Source records
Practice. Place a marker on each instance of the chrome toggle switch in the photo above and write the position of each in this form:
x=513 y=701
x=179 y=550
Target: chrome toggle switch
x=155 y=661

WORK REQUEST: Repeat the data precisely, reproducing every entry.

ANSWER FOR THIS EXERCISE:
Practice. Place a marker on each instance of the chrome toggle switch in the photo above and write the position of each in this form:
x=513 y=701
x=179 y=550
Target: chrome toggle switch
x=155 y=661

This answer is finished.